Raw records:
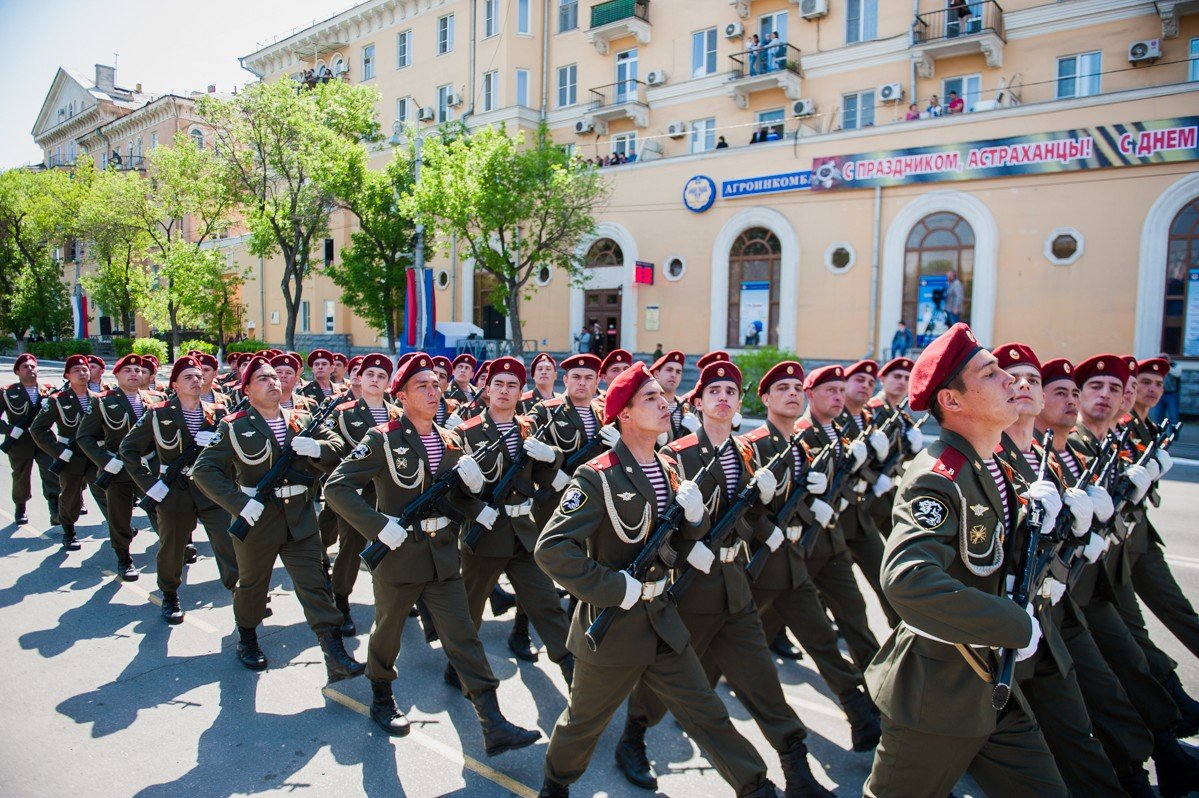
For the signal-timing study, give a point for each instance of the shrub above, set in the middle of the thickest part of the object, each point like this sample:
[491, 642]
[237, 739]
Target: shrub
[753, 366]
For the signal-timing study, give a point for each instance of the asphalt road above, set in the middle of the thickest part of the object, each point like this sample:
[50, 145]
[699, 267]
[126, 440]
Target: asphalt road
[102, 697]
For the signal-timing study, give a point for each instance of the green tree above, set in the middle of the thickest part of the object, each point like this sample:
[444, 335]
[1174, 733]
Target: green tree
[514, 209]
[275, 138]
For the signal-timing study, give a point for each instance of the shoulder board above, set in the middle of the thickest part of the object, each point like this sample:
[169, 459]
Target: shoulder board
[950, 465]
[606, 460]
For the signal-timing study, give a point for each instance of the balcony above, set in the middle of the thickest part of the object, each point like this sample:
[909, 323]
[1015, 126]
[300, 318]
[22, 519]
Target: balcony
[775, 66]
[618, 19]
[624, 100]
[947, 34]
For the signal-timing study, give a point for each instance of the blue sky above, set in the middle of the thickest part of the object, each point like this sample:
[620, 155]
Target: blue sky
[167, 46]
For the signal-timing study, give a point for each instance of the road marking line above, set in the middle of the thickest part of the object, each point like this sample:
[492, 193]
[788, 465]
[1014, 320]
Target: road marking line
[441, 749]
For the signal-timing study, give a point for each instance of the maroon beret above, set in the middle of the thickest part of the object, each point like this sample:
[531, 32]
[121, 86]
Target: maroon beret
[940, 362]
[784, 370]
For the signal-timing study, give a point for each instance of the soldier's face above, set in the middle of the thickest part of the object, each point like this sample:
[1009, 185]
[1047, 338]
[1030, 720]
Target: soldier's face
[502, 392]
[1061, 404]
[1149, 390]
[1029, 392]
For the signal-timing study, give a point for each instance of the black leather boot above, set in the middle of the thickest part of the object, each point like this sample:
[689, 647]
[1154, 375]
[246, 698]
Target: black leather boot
[865, 730]
[338, 663]
[519, 642]
[170, 610]
[632, 760]
[499, 733]
[800, 781]
[385, 712]
[343, 604]
[248, 652]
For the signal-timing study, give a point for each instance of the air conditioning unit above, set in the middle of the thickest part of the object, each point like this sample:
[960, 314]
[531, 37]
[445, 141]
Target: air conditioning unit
[1145, 50]
[813, 8]
[806, 107]
[891, 92]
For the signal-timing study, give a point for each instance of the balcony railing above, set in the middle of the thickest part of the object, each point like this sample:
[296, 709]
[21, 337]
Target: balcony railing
[618, 10]
[984, 16]
[766, 59]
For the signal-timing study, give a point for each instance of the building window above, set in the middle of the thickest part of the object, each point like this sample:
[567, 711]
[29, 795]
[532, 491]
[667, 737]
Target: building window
[490, 18]
[1181, 259]
[703, 53]
[938, 245]
[368, 62]
[857, 110]
[445, 34]
[755, 264]
[567, 85]
[567, 16]
[404, 48]
[523, 88]
[523, 17]
[861, 20]
[1078, 76]
[703, 134]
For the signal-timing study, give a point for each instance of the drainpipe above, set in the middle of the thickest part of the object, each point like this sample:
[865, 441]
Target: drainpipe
[874, 270]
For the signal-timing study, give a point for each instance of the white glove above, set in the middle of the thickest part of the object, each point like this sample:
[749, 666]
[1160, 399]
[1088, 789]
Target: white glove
[1031, 648]
[702, 557]
[538, 449]
[609, 435]
[880, 445]
[1095, 548]
[632, 591]
[471, 475]
[775, 539]
[1163, 459]
[1082, 508]
[487, 517]
[691, 500]
[306, 447]
[1101, 500]
[392, 534]
[1138, 476]
[823, 512]
[859, 452]
[881, 485]
[252, 512]
[1044, 491]
[767, 483]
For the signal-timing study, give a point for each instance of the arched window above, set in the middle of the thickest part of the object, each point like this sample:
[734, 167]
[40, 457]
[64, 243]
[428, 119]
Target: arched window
[604, 252]
[1181, 259]
[938, 245]
[754, 265]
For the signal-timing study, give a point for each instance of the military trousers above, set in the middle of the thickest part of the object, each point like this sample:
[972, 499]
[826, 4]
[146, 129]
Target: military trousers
[733, 645]
[679, 681]
[833, 579]
[446, 602]
[535, 591]
[1012, 761]
[302, 561]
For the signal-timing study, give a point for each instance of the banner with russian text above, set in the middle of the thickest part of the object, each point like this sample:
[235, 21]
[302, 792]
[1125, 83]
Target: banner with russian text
[1164, 140]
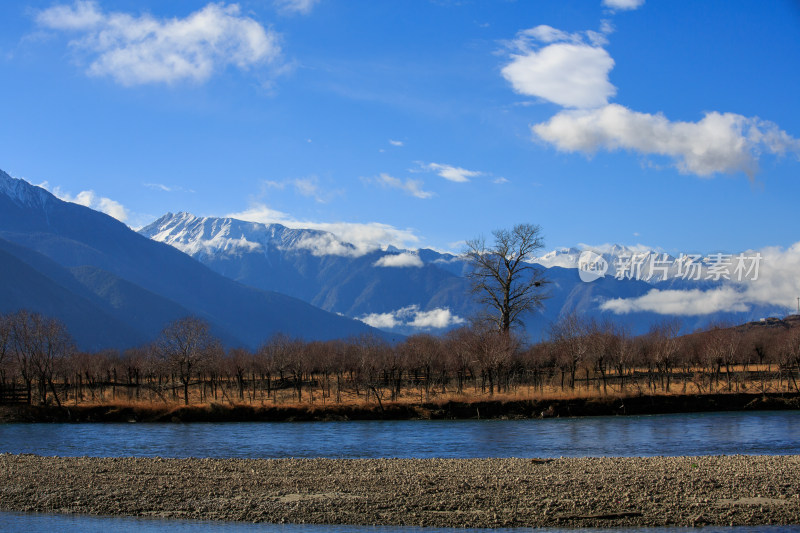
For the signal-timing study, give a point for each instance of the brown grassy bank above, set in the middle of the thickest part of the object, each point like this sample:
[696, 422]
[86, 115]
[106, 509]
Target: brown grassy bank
[450, 409]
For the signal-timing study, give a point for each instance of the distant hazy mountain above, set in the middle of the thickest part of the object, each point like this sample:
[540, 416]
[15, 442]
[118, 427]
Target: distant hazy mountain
[411, 291]
[114, 287]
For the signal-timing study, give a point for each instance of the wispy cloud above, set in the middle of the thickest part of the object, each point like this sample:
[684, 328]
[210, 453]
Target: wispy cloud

THE PROBLEM: Format these records as a Markdown table with two columns, Nr for the row number and Line for the line, leaving out blank lines and the pictures.

ANSWER TO THIS TASK:
| Nr | Line |
|---|---|
| 1 | For the signal-timing study, give a point for each instance of the shrub above, set in the middle of the thickest part of the object, each point like this sample: |
| 2 | [491, 642] |
| 3 | [237, 739] |
| 4 | Target: shrub |
| 5 | [753, 366] |
| 6 | For the signal-timing study, give a point for each instance of the asphalt road above, set in the middle of the thickest part of the object, each point like this sample: |
| 7 | [50, 145] |
| 8 | [699, 267] |
| 9 | [126, 440] |
| 10 | Target: asphalt road |
| 11 | [102, 697] |
| 12 | For the signal-timing study, give a point for each instance of the green tree above, set in the middle of the thickest part of the object, each point like this sample: |
| 13 | [444, 335] |
| 14 | [1174, 733] |
| 15 | Target: green tree |
| 16 | [514, 209] |
| 17 | [275, 138] |
| 18 | For the signal-timing study, give a point for each instance of the shoulder board above, set in the middle of the thickest part of the object, each point like this sample: |
| 19 | [169, 459] |
| 20 | Target: shoulder board |
| 21 | [950, 465] |
| 22 | [606, 460] |
| 23 | For the signal-timing study, give a point for each instance of the balcony above, set in the middle of the thickest part of the object, each point like this sample: |
| 24 | [909, 323] |
| 25 | [1015, 126] |
| 26 | [300, 318] |
| 27 | [22, 519] |
| 28 | Target: balcony |
| 29 | [775, 66] |
| 30 | [618, 19] |
| 31 | [624, 100] |
| 32 | [947, 34] |
| 33 | For the signal-timing study, give a point for each instance of the blue sky above, set in the middle of the thickest part of the object, each point like this sample: |
| 34 | [620, 155] |
| 35 | Target: blue sky |
| 36 | [167, 46] |
| 37 | For the signal-timing study, give a point for each instance of the road marking line above, set in the middle of the thickest part of the object, each point like this sample: |
| 38 | [492, 193] |
| 39 | [788, 465] |
| 40 | [1014, 320] |
| 41 | Target: road marking line |
| 42 | [441, 749] |
| 43 | For the signal-timing study, give a point for each instance of the maroon beret above, set in the middle of the thickest part of the object, each point like this sample: |
| 44 | [531, 32] |
| 45 | [121, 86] |
| 46 | Target: maroon beret |
| 47 | [940, 362] |
| 48 | [784, 370] |
| 49 | For the signal-timing study, give a point for each instance of the soldier's face above, set in the middle of the thickest part of the object, each point like this sample: |
| 50 | [1009, 185] |
| 51 | [1047, 338] |
| 52 | [1030, 720] |
| 53 | Target: soldier's face |
| 54 | [502, 392] |
| 55 | [1061, 404] |
| 56 | [1149, 390] |
| 57 | [1029, 392] |
| 58 | For the signal-timing study, give a point for each instance of the black leather boot above, set in the middle of the thickest part of the object, each point like this sample: |
| 59 | [689, 647] |
| 60 | [1154, 375] |
| 61 | [246, 698] |
| 62 | Target: black leather boot |
| 63 | [865, 730] |
| 64 | [338, 663] |
| 65 | [519, 642] |
| 66 | [170, 610] |
| 67 | [632, 760] |
| 68 | [499, 733] |
| 69 | [800, 781] |
| 70 | [385, 712] |
| 71 | [343, 604] |
| 72 | [248, 652] |
| 73 | For the signal-timing study, give a point for each instance of the air conditioning unit above, set in the middle of the thickest part of the object, each point like this sample: |
| 74 | [960, 314] |
| 75 | [531, 37] |
| 76 | [445, 141] |
| 77 | Target: air conditioning unit |
| 78 | [1145, 50] |
| 79 | [813, 8] |
| 80 | [806, 107] |
| 81 | [891, 92] |
| 82 | For the signal-timing study, give a point for each instance of the balcony railing above, set in the middle of the thickest part of the object, each point like this sample: |
| 83 | [296, 709] |
| 84 | [21, 337] |
| 85 | Target: balcony railing |
| 86 | [618, 10] |
| 87 | [984, 16] |
| 88 | [766, 59] |
| 89 | For the signal-timing study, give a point for each instance of the building window above, set in the middle of the thickest part of the object, each point like this sample: |
| 90 | [567, 711] |
| 91 | [29, 795] |
| 92 | [532, 491] |
| 93 | [667, 737] |
| 94 | Target: building window |
| 95 | [490, 18] |
| 96 | [1181, 259] |
| 97 | [703, 53] |
| 98 | [938, 245] |
| 99 | [368, 62] |
| 100 | [857, 110] |
| 101 | [445, 34] |
| 102 | [755, 264] |
| 103 | [567, 85] |
| 104 | [567, 16] |
| 105 | [404, 48] |
| 106 | [523, 88] |
| 107 | [523, 17] |
| 108 | [861, 20] |
| 109 | [1078, 76] |
| 110 | [703, 134] |
| 111 | For the signal-timing study, give a point for each instance of the drainpipe above, set in the middle of the thickest part of the object, each point like this sample: |
| 112 | [865, 441] |
| 113 | Target: drainpipe |
| 114 | [874, 270] |
| 115 | For the signal-timing study, give a point for each instance of the white glove above, set in the middle of the thickest part of the object, each point like this sample: |
| 116 | [749, 666] |
| 117 | [1160, 399] |
| 118 | [1088, 789] |
| 119 | Target: white glove |
| 120 | [1031, 648] |
| 121 | [702, 557] |
| 122 | [538, 449] |
| 123 | [609, 435] |
| 124 | [880, 445] |
| 125 | [1095, 548] |
| 126 | [632, 591] |
| 127 | [471, 475] |
| 128 | [775, 539] |
| 129 | [1163, 459] |
| 130 | [1082, 508] |
| 131 | [487, 517] |
| 132 | [691, 500] |
| 133 | [306, 447] |
| 134 | [1101, 500] |
| 135 | [392, 534] |
| 136 | [1138, 476] |
| 137 | [823, 512] |
| 138 | [859, 452] |
| 139 | [881, 485] |
| 140 | [252, 512] |
| 141 | [1044, 491] |
| 142 | [767, 483] |
| 143 | For the signal-timing study, give a point for each instance of the arched window above, set in the middle of the thickest part of the object, each point like this sample: |
| 144 | [734, 167] |
| 145 | [40, 457] |
| 146 | [64, 243] |
| 147 | [428, 119] |
| 148 | Target: arched window |
| 149 | [604, 252] |
| 150 | [1181, 259] |
| 151 | [938, 245] |
| 152 | [754, 265] |
| 153 | For the signal-timing study, give a point for each instance of the military trousers above, set in the middle of the thickest part of the object, each point like this sample: |
| 154 | [972, 499] |
| 155 | [826, 4] |
| 156 | [146, 129] |
| 157 | Target: military trousers |
| 158 | [733, 645] |
| 159 | [679, 681] |
| 160 | [833, 579] |
| 161 | [446, 602] |
| 162 | [535, 591] |
| 163 | [1012, 761] |
| 164 | [302, 561] |
| 165 | For the signal-timing study, give a point for each instance of the banner with russian text above, set in the middle of the thickest part of the object, each point like this sample: |
| 166 | [235, 21] |
| 167 | [302, 792] |
| 168 | [1125, 83] |
| 169 | Target: banner with russian text |
| 170 | [1164, 140] |
| 171 | For the signal-timing study, give a point for each instance of the brown grassy bank above, set in the middle of the thickest part of the object, each point like this sample: |
| 172 | [696, 422] |
| 173 | [86, 115] |
| 174 | [106, 509] |
| 175 | Target: brown grassy bank |
| 176 | [450, 409] |
| 177 | For the signal-timing study, give a point for each instance of the distant hazy mountain above, set in the middle of the thickest part of the object, each point like this sample: |
| 178 | [540, 416] |
| 179 | [15, 442] |
| 180 | [118, 427] |
| 181 | Target: distant hazy mountain |
| 182 | [411, 291] |
| 183 | [114, 287] |
| 184 | For the signal-timing study, give a point for each instance of the wispy cloud above, set in the middle of the thickest part of the object, each point like this sample: |
| 185 | [684, 328] |
| 186 | [210, 453] |
| 187 | Target: wispy cloud |